Summarize the explanation of redshift below in two sentences.

● **DOCUMENT SECTION**
····················
Space is like a big balloon that someone’s constantly blowing air into. Imagine that you had some little balls of sticky tack that you placed in a straight line on the surface of a partially inflated balloon. But then, someone blew more air into the balloon. Your tack balls would be further apart, right? Even though you didn’t take any balls out of the line, they’re more spaced out than they were before

When an object shines light, it’s like throwing a ball really really far until it hits something. But light is this weird thing that’s like a ball but also like a big sheet that waves in the wind when you throw it. It’s a particle and a wave at the same time! If I threw the light towards you like a ball, I’d also be throwing one end of a sheet at you. How hard I threw the ball would also be how much fabric is in the sheet. So if I threw the ball at you softly, the sheet would barely have enough fabric that one end would reach you if it stretched aaallllll the way out. That’s called red light. If I threw the ball super hard, the sheet would have a bunch of extra fabric in waves when it got to you. That’s called blue light. So basically, the harder I throw the ball, the more fabric is in the sheet, the more energy the light has. Low-energy light is redder than high-energy light

But imagine that I threw some light at you, and while the ball/sheet was flying towards you, the space between you and me started growing. Remember our balloon example? Imagine the ground started growing between us the same way the balloon expanded the space between the balls of sticky tack. What do you think would happen to the light I threw at you? Well, maybe before there would have been tons of fabric in the sheet when it reached you, but now that the ground has expanded, the sheet needs more fabric to reach you, and might just barely be able to make it over to you depending on how much the ground expanded. So the light that was going to be blue ended up being red, not because my throw changed, but because the ground changed. That’s what redshifting is

So you see, energy is always conserved, but it’s conserved over an ever-increasing amount of space. Another example is like if I always had the same amount of pizza, but more friends kept coming to my party. I’m not losing any pizza, but I have to cut it up into more and more slices to make sure my friends all get some, and the slices have to keep getting thinner. A light particle/wave keeps the same amount of energy, but has to spend it over a constantly expanding distance. It’s pretty neat, right?
····················
● **DATASET EXTRACT**
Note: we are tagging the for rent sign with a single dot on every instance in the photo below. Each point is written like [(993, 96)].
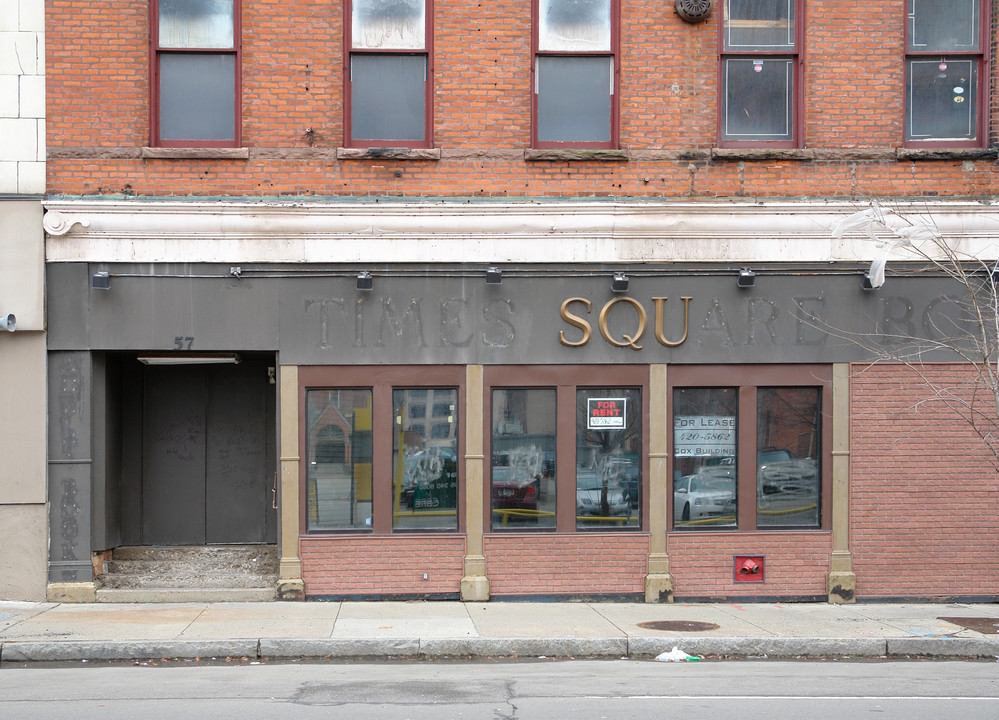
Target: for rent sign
[(606, 413)]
····················
● **REPLY TO THE EXERCISE**
Space keeps expanding like an inflating balloon, and light, which is both a particle and a wave, is redder when it has less energy and bluer when it has more. When the space between a light source and an observer grows while the light is traveling, light that would have been blue can arrive red; this is redshifting, and energy is still conserved but spread over an ever-increasing amount of space.